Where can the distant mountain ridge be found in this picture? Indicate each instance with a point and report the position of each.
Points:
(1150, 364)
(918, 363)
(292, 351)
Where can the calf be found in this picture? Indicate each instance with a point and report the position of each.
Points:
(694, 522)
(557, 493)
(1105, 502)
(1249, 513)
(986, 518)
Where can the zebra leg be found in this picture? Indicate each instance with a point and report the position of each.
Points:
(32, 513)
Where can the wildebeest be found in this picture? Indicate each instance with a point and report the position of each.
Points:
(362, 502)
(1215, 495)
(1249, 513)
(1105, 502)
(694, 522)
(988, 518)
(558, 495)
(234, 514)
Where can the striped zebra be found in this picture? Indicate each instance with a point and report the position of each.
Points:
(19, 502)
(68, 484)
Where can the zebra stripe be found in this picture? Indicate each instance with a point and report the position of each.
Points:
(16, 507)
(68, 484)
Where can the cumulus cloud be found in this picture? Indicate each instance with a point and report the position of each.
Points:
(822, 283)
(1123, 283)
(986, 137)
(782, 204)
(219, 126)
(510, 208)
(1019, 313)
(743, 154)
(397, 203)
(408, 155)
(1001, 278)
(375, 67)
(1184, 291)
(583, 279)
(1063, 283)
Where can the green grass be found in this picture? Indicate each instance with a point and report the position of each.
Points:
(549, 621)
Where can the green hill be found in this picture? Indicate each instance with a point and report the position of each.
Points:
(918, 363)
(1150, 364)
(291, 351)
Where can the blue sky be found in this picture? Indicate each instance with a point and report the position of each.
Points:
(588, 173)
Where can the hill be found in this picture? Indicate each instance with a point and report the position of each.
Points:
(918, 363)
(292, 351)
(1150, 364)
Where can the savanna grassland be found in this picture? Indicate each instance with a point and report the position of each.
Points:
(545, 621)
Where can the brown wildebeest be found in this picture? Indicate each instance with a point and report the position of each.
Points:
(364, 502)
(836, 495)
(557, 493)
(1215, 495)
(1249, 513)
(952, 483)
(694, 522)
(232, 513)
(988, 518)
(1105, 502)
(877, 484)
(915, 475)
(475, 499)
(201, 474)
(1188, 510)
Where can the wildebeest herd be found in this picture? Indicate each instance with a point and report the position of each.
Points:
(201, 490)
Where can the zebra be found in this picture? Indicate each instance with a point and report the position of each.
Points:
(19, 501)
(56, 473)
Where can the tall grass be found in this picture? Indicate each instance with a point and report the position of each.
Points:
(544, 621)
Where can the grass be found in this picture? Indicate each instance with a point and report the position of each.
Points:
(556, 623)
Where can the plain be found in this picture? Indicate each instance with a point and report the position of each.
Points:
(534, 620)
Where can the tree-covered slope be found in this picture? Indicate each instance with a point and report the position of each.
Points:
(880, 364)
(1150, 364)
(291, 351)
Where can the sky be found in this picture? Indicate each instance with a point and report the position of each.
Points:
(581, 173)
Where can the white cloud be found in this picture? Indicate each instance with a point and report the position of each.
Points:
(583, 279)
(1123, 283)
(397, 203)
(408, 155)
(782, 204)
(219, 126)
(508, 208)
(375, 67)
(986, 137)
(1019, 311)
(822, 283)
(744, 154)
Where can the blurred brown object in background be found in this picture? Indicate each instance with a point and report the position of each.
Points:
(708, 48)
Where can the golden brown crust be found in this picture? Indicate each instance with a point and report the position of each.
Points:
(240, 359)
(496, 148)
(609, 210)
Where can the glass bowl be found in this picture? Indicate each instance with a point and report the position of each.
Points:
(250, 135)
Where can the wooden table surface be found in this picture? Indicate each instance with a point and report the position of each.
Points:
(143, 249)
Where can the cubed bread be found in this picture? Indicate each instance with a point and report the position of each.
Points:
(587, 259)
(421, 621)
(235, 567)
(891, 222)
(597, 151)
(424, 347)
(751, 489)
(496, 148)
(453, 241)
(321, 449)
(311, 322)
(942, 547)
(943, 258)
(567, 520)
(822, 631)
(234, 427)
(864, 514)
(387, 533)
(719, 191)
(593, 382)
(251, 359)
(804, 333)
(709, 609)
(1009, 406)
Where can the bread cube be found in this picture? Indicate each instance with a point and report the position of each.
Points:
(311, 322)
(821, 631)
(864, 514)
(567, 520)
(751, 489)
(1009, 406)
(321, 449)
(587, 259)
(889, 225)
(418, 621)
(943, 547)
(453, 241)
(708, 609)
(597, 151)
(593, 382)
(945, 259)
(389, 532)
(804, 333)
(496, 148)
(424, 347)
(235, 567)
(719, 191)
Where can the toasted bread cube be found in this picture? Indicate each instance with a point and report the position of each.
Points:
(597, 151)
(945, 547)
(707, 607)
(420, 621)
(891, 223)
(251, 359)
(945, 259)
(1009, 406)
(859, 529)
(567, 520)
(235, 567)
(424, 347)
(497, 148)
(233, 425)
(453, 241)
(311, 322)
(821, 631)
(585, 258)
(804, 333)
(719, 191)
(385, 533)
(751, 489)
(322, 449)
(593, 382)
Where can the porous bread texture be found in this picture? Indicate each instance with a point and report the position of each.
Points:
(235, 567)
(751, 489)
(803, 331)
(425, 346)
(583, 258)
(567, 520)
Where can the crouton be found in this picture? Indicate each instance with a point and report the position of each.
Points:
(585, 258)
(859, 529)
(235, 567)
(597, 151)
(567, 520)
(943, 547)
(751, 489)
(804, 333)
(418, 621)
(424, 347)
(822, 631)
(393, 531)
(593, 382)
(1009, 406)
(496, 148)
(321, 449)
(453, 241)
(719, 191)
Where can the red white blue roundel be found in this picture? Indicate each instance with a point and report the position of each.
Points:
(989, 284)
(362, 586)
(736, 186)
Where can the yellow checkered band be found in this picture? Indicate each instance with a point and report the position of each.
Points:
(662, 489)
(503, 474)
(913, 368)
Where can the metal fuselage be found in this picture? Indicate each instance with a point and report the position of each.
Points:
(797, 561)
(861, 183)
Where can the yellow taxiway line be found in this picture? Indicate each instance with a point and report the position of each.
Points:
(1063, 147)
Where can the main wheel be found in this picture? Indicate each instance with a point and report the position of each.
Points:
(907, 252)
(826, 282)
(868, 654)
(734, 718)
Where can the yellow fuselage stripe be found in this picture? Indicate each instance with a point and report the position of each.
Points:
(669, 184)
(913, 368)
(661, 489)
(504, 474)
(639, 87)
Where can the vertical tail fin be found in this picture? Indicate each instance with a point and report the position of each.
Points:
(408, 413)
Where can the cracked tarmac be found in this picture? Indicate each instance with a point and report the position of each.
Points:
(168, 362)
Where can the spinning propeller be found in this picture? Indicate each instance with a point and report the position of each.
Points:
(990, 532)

**TASK INSTRUCTIONS**
Return each line above exactly.

**ANSWER TO THE EXERCISE**
Where can the distant mountain ridge be found in this picture? Indicate each instance with a point and report the position of each.
Points:
(1150, 364)
(918, 363)
(292, 351)
Where can the calf be found in this picture? Indicate each instance with a point and report the position of each.
Points:
(694, 522)
(557, 493)
(1105, 502)
(1249, 513)
(986, 518)
Where can the zebra leg be found in this picture? Indicate each instance with a point and report the position of each.
Points:
(32, 513)
Where can the wildebeest be found in this picture? Indicate each instance with a point and report the position of each.
Points:
(362, 502)
(1215, 495)
(1249, 513)
(1105, 502)
(694, 522)
(988, 518)
(558, 495)
(234, 514)
Where can the striped zebra be found in this picture? Indicate each instance with a point and report the position of each.
Points:
(19, 502)
(68, 484)
Where can the zebra stripe be found in this picture? Indicate each instance with a point and report the position of each.
Points:
(16, 507)
(68, 484)
Where can the cumulus cloud be found in this picture? Indicate each instance with a point and report the position of each.
Points:
(822, 283)
(1123, 283)
(986, 137)
(782, 204)
(219, 126)
(510, 208)
(1019, 313)
(743, 154)
(397, 203)
(408, 155)
(1001, 278)
(375, 67)
(1184, 291)
(583, 279)
(1063, 283)
Where can the green grass be found in this picture? Indicate each instance with a point and report the position of each.
Points:
(549, 621)
Where can the green hill be found in this picture? Indicate each instance with a point and report the position of each.
Points:
(918, 363)
(1150, 364)
(291, 351)
Where can the blue sky be found in this picture? Indicate each instance with a point and report the position of each.
Points:
(588, 173)
Where can the hill be found in this picture? Indicate each instance with a point and report the position of each.
Points:
(918, 363)
(292, 351)
(1150, 364)
Where can the savanna grassland be found in this picture? Indicate each instance with a point and report the position of each.
Points:
(545, 621)
Where can the brown wildebeest be found in this picture? Indicate each instance with a point and report the position of each.
Points:
(364, 502)
(836, 495)
(557, 493)
(1215, 495)
(1249, 513)
(952, 483)
(694, 522)
(232, 513)
(988, 518)
(1105, 502)
(877, 484)
(915, 475)
(475, 499)
(201, 474)
(1188, 510)
Where can the wildebeest herd be found in this picture? Indicate each instance with a point and report the position of each.
Points:
(201, 490)
Where can the zebra be found in this picture? Indicate each instance with a point and report the position of each.
Points:
(19, 501)
(56, 473)
Where can the tall grass be found in this picture? Indicate each instance with a point and report the position of each.
Points:
(544, 621)
Where can the grass be found in this picture? Indicate each instance with a point and report the position of each.
Points:
(556, 623)
Where can the plain be found in this picture? Indicate each instance with a point and report the position of each.
Points:
(534, 620)
Where can the tree-covered slope be found in this picture? Indicate each instance with a point and report the position of each.
Points:
(880, 364)
(1150, 364)
(291, 351)
Where can the sky be found in this picture? Indicate each instance with a point and report the position of each.
Points:
(581, 173)
Where can the white cloud be found in this picture? Indicate each instance with a point and report the position of each.
Points:
(583, 279)
(1123, 283)
(397, 203)
(408, 155)
(782, 204)
(219, 126)
(508, 208)
(375, 67)
(986, 137)
(1019, 311)
(822, 283)
(744, 154)
Where can the blurred brown object in background be found in this picture? Indicate each instance with a point and report the position of each.
Points:
(708, 48)
Where can the golden brown crust be found in this picture? Indicate each instance with a point and report the position of each.
Points:
(240, 359)
(496, 148)
(609, 210)
Where can the glass bowl be found in this picture? Indicate each instance with a point and report the position of each.
Points:
(250, 135)
Where can the wooden table surface be found in this picture? Indicate each instance with a point and report the position of each.
Points:
(143, 249)
Where can the cubed bread be found in this picture? Indicate each instance with a point and report the position of each.
Points:
(587, 259)
(421, 621)
(235, 567)
(891, 222)
(597, 151)
(424, 347)
(751, 489)
(496, 148)
(453, 241)
(321, 449)
(311, 322)
(942, 547)
(943, 258)
(567, 520)
(822, 631)
(234, 427)
(864, 514)
(387, 533)
(719, 191)
(593, 382)
(251, 359)
(804, 333)
(709, 609)
(1009, 406)
Where can the bread cube be found in this picture? Indicate each instance with a point and report the position of each.
Points:
(311, 322)
(821, 631)
(864, 514)
(567, 520)
(751, 489)
(1009, 406)
(321, 449)
(587, 259)
(889, 225)
(418, 621)
(943, 547)
(453, 241)
(708, 609)
(597, 151)
(593, 382)
(945, 259)
(389, 532)
(804, 333)
(496, 148)
(424, 347)
(235, 567)
(719, 191)
Where can the toasted bread cube be found in this picture? Indicate each instance with a point and report the position of each.
Points:
(597, 151)
(945, 547)
(707, 607)
(420, 621)
(891, 223)
(251, 359)
(945, 259)
(1009, 406)
(859, 529)
(567, 520)
(235, 567)
(424, 347)
(497, 148)
(233, 425)
(453, 241)
(311, 322)
(821, 631)
(585, 258)
(804, 333)
(719, 191)
(385, 533)
(751, 489)
(322, 449)
(593, 382)
Where can the porous bread texture be found in this picture? Indicate each instance with a point and report the position of each.
Points:
(235, 567)
(751, 489)
(803, 331)
(425, 346)
(583, 258)
(567, 520)
Where can the crouton be found in this picture? Indicate each instance with a point and report the position of each.
Points:
(585, 258)
(859, 529)
(235, 567)
(597, 151)
(567, 520)
(943, 547)
(751, 489)
(804, 333)
(418, 621)
(424, 347)
(822, 631)
(393, 531)
(593, 382)
(1009, 406)
(496, 148)
(321, 449)
(453, 241)
(719, 191)
Where can the red white blue roundel be found in this picture? Indicate each instance with a point and report the position of each.
Points:
(989, 284)
(362, 586)
(736, 186)
Where can the yellow checkered band be found in this picture? Indicate each instance with a point and report the position of each.
Points:
(662, 489)
(503, 474)
(913, 368)
Where can the metal fuselage be found in this picture? Indicate each instance with a point and report the position of each.
Points:
(797, 561)
(861, 183)
Where can the yellow taxiway line be found in this picture? Indicate each instance with a point and report the position of each.
Points:
(1063, 147)
Where can the main wheel be found in this picture? Indicate each instance with a point and report the position of each.
Points:
(907, 252)
(826, 282)
(868, 654)
(734, 718)
Where can the yellow fuselage stripe be found in this picture? Indicate each instance with a point and report the position of each.
Points:
(669, 184)
(913, 368)
(661, 489)
(504, 474)
(639, 87)
Where can the vertical tail fin be found in this picture? Indicate each instance with a point and report the position of each.
Points:
(408, 413)
Where can the cracked tarmac be found in this picture? Indicate each instance with a point and report the position of each.
Points:
(168, 362)
Where can the spinning propeller be found in this picture? Indicate each instance with a point and report the position of each.
Points:
(990, 532)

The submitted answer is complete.